Instructions to follow:
Reproduce verbatim the lines from the one containing "Please mark the weathered" through the one containing "Target: stone path", inclusive of both.

Dataset records on the locations of objects:
========================
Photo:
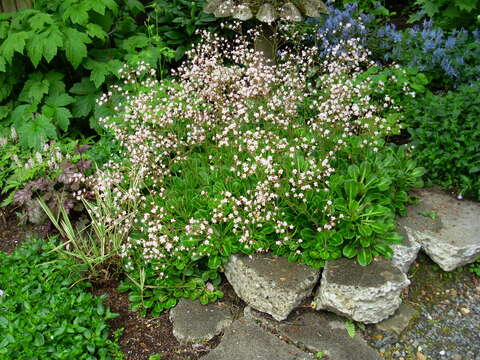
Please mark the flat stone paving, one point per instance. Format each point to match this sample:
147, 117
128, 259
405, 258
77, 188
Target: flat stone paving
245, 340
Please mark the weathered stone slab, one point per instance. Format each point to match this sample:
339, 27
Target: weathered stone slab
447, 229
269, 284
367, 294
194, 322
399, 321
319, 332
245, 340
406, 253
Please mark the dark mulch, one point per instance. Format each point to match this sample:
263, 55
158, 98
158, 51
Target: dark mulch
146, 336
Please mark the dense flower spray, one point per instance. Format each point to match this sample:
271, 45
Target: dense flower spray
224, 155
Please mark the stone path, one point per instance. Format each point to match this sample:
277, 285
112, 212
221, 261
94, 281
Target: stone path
========================
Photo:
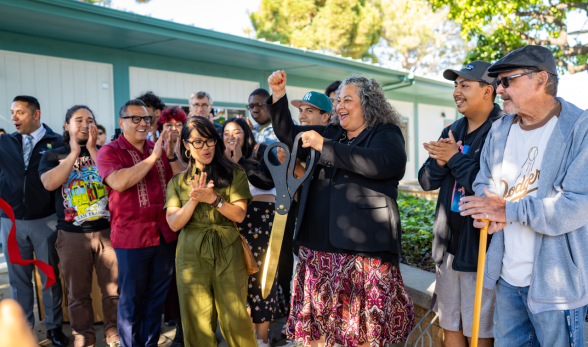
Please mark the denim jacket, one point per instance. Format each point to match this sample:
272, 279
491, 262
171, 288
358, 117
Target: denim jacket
========================
The output:
Please mark the weathered stone slab, one point per instance. Format each point to match this sample:
339, 27
Target: weathered stone slab
447, 229
269, 284
367, 294
194, 322
399, 321
319, 332
245, 340
406, 253
Please mark the dark mulch, one point per instance. Format each point to match this sample:
263, 55
158, 98
158, 51
Target: dark mulch
146, 336
Please mark the dense flower spray, one point per instance. Format each point to match this sample:
271, 45
Target: dense flower spray
224, 155
Please mark the stone path, one point per instance. Format each point to match this sample:
277, 285
112, 212
221, 261
94, 281
Target: stone path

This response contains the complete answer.